DIRECTIONS FOR THIS TASK -> Pick out and copy every line of the data below that contains the word "tail".

EXERCISE INPUTS ->
++++++++
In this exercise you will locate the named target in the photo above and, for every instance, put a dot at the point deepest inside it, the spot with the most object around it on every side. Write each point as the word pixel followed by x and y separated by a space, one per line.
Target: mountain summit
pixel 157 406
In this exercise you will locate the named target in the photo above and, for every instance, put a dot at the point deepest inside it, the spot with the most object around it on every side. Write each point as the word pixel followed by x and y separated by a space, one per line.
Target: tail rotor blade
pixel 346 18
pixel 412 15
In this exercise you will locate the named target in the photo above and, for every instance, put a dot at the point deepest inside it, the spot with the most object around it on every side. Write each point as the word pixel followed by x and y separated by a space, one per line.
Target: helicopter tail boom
++++++++
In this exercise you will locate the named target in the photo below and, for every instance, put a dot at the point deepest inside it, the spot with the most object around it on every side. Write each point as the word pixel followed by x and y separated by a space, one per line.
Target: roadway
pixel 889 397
++++++++
SOLUTION TO THIS EXERCISE ->
Target: tail rotor blade
Target: helicopter tail boom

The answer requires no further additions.